EXTRACTED DATA:

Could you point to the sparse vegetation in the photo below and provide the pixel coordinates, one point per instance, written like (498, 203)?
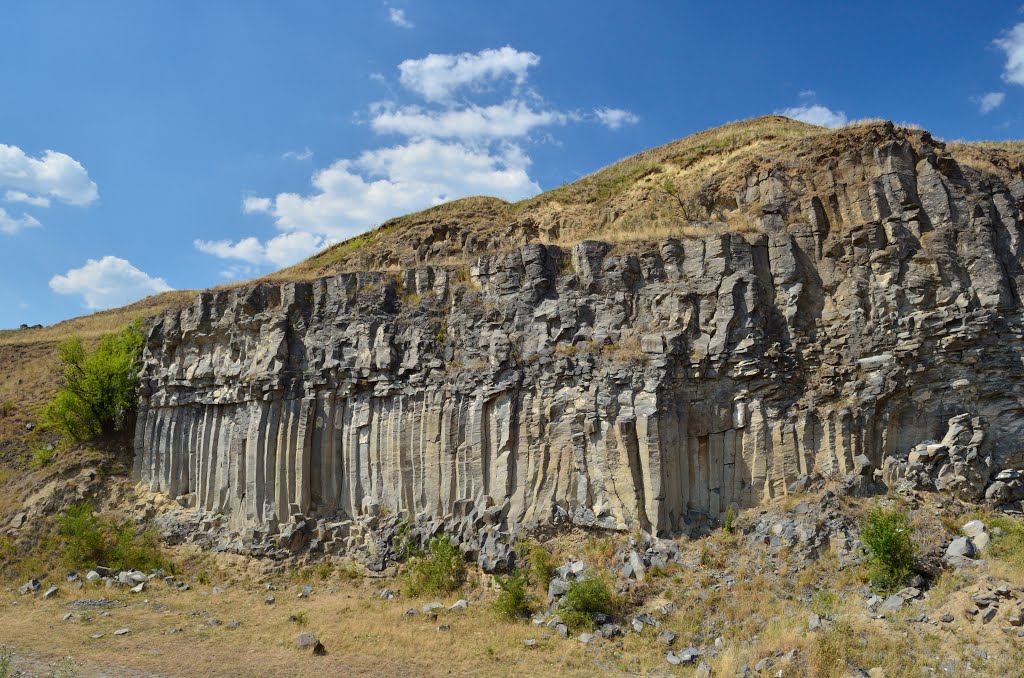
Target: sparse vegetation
(585, 599)
(88, 541)
(513, 602)
(442, 570)
(97, 396)
(889, 540)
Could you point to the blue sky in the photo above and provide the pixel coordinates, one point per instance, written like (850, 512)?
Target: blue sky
(180, 144)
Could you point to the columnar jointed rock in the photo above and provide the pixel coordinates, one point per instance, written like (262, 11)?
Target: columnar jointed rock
(622, 390)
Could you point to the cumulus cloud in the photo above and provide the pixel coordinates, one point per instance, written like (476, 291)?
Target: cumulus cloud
(281, 251)
(107, 283)
(11, 225)
(1013, 44)
(507, 120)
(816, 114)
(22, 197)
(254, 205)
(305, 154)
(615, 118)
(450, 149)
(53, 175)
(436, 77)
(397, 16)
(351, 195)
(989, 101)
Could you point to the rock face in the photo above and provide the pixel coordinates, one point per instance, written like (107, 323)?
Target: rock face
(878, 299)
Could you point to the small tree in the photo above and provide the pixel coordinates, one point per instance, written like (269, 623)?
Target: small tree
(889, 540)
(584, 600)
(99, 387)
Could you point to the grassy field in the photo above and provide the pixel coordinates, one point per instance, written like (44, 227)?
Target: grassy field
(764, 615)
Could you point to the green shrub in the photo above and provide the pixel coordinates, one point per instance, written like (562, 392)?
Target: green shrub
(440, 571)
(583, 600)
(890, 543)
(1010, 546)
(99, 387)
(730, 516)
(6, 660)
(88, 541)
(513, 602)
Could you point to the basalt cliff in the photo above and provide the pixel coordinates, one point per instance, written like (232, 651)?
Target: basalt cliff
(840, 305)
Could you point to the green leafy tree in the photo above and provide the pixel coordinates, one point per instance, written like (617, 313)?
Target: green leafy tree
(888, 536)
(99, 388)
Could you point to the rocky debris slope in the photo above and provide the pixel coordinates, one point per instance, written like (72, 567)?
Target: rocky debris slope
(877, 307)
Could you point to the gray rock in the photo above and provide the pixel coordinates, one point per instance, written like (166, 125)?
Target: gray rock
(892, 604)
(961, 547)
(309, 642)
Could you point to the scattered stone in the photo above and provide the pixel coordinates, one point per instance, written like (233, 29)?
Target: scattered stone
(962, 547)
(892, 604)
(308, 641)
(31, 586)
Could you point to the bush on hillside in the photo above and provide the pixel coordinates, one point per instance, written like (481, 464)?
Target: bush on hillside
(88, 541)
(442, 570)
(585, 599)
(889, 539)
(98, 394)
(513, 602)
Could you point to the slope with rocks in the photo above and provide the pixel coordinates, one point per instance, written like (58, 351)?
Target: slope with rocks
(780, 307)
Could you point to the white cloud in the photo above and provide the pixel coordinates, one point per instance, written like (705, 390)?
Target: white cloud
(254, 205)
(989, 101)
(615, 118)
(816, 115)
(11, 225)
(436, 77)
(107, 283)
(305, 154)
(397, 16)
(22, 197)
(1013, 44)
(281, 251)
(352, 195)
(55, 174)
(506, 120)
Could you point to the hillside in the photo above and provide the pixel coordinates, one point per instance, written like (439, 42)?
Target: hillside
(747, 404)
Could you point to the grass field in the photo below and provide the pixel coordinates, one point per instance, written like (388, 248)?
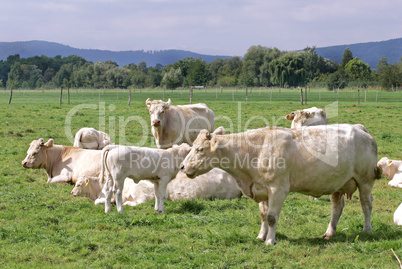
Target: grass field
(43, 226)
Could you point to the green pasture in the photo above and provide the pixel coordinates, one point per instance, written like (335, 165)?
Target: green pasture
(43, 226)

TASK OBJECTIVE:
Copy exactly the lines from the line containing "Could you point to the bush" through the last line of the records above, both included, and leave out any pictures.

FULL RESPONSE:
Could you point to the bush on hillside in the photo above and provide the pixel coordinates, one point per instance, written like (481, 464)?
Target: bush on hillside
(88, 541)
(442, 570)
(585, 599)
(889, 539)
(98, 394)
(513, 602)
Could you point to the slope with rocks in the photo above and provide the pixel coordinates, one point per instance, written like (58, 351)?
Target: slope with rocks
(780, 307)
Could you point to the white cloud in the photo above and provide the pixel coordinates, one point per instance, written like (705, 390)?
Target: white cloud
(254, 205)
(989, 101)
(615, 118)
(816, 115)
(11, 225)
(436, 77)
(107, 283)
(305, 154)
(397, 16)
(22, 197)
(1013, 44)
(281, 251)
(352, 195)
(55, 174)
(506, 120)
Could you point to the hillside in the photo above and provide the pixel coordinates, one point per instance, written like (439, 42)?
Target: hillside
(747, 404)
Could you point to the grass field in the photo below and provide the pixel coordinates, one point per instance, written like (388, 248)?
Target: grass field
(43, 226)
Could you point to the green pasture in the photo above and provide the pixel coordinates, one point per instance, written like (335, 165)?
Target: green pasture
(43, 226)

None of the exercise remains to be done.